Justiça
STF condena jornalista de MS a pagar R$ 318 mil a Gilmar Mendes
O Supremo Tribunal Federal condenou o jornalista Rubens Valente, de Mato Grosso do Sul, a pagar indenização por danos morais de R$ 318 mil ao ministro Gilmar Mendes. O dinheiro representa tudo o que o profissional, um dos mais respeitados do País, acumulou ao longo de 32 anos de carreira. A condenação passou a ser considerada uma nova forma de censura pela ABI (Associação Brasileira de Imprensa) e ABRAJI (Associação Brasileira de Jornalismo Investigativo).
O caso foi tema de reportagem da Pública, agência de jornalismo investigado, e passou a mobilizar colegas que realizaram uma vaquinha para ajudar o jornalista a pagar a fortuna ao magistrado. O caso é emblemática e representa mais um retrocesso na liberdade de imprensa no Brasil.
Valente foi condenado pelo livro “Operação Banqueiro”, que traz detalhes da Operação Satiagraha da Polícia Federal contra Daniel Dantas. Gilmar Mendes foi responsável por dois habeas corpus para colocar o banqueiro em liberdade e acabou ganhando 42 páginas do livro.
Na primeira instância, o juiz Valter André de Lima Bueno Araújo, da 15ª Vara Cível de Brasília, julgou improcedente a ação do ministro do STF contra o jornalista. Na sentença, a favor do jornalista, o magistrado destacou que não encontrou nada que amparasse o pedido de Gilmar Mendes. Araújo destacou que não havia informação falsa ou com intuito difamatório na obra.

══════════

[O que fazer]
1. No texto sobre a condenação de Rubens Valente, qual é o valor da indenização por danos morais que ele foi condenado a pagar?
2. Reproduza o trecho do texto sobre a condenação, começando em "Valente foi condenado" e seguindo até "páginas do livro.", renomeando "Polícia Federal" como "PF".
Os registros constituem um material independente do texto.

══════════

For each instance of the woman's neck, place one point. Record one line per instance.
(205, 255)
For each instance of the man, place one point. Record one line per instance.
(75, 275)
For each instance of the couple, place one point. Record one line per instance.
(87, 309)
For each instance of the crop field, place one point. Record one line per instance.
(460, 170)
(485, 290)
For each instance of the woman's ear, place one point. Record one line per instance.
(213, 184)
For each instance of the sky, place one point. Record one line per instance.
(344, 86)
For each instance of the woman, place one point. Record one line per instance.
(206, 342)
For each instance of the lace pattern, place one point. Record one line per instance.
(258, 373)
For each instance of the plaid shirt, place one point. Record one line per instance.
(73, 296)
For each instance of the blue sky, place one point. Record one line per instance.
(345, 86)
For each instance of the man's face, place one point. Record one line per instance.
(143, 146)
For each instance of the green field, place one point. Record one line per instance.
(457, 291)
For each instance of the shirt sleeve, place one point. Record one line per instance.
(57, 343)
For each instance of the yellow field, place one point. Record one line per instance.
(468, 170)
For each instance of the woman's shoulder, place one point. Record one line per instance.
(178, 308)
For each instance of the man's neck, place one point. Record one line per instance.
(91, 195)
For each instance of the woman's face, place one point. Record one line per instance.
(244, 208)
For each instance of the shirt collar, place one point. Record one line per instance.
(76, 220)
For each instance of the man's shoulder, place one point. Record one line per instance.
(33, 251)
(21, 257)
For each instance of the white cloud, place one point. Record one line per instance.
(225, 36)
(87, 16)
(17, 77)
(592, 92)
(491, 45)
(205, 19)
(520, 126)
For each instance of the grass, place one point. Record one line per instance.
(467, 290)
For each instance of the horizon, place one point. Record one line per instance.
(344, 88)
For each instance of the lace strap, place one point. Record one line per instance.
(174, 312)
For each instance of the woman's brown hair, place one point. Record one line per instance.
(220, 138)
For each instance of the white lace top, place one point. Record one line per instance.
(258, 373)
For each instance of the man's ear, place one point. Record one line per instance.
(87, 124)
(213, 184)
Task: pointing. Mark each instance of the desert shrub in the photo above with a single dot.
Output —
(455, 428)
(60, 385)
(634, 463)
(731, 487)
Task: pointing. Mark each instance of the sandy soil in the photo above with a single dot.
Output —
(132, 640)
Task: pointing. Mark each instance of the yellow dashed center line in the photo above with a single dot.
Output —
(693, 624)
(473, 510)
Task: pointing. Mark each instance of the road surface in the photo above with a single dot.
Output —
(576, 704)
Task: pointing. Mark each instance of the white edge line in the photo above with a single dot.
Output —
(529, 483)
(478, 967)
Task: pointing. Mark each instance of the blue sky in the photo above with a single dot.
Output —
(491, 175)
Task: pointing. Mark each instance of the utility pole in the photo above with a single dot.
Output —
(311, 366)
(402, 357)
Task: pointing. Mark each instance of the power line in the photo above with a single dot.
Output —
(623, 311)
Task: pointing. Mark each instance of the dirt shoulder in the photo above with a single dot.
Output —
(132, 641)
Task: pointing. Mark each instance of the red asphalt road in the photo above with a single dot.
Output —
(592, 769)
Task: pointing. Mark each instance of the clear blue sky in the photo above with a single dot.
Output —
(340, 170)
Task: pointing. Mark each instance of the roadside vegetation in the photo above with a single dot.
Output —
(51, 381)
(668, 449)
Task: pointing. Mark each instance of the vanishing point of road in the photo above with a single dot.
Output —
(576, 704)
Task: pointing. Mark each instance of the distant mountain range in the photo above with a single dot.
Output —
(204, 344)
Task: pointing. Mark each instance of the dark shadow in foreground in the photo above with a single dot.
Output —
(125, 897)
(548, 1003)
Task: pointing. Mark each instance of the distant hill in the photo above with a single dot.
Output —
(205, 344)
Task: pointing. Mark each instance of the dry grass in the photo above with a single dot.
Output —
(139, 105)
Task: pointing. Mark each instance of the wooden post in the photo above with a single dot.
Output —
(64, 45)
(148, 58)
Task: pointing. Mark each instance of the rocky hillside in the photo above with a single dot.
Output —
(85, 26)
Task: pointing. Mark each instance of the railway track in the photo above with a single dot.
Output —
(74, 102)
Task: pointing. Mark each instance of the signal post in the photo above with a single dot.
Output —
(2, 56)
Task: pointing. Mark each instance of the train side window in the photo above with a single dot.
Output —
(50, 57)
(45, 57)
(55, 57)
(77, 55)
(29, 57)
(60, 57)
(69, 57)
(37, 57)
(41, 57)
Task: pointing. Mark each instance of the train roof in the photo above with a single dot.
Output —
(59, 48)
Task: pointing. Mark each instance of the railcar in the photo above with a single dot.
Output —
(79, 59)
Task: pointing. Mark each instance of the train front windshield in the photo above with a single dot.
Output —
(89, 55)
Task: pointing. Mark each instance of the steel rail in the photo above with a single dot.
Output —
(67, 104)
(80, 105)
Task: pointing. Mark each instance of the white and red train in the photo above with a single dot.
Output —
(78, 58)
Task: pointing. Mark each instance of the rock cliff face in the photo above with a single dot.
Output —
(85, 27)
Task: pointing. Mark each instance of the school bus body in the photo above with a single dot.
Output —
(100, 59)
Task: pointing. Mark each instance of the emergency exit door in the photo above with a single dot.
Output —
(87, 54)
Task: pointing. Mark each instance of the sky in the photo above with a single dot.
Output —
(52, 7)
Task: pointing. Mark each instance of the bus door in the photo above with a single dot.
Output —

══════════

[Respostas]
1. R$ 318 mil.

2.
Valente foi condenado pelo livro “Operação Banqueiro”, que traz detalhes da Operação Satiagraha da PF contra Daniel Dantas. Gilmar Mendes foi responsável por dois habeas corpus para colocar o banqueiro em liberdade e acabou ganhando 42 páginas do livro.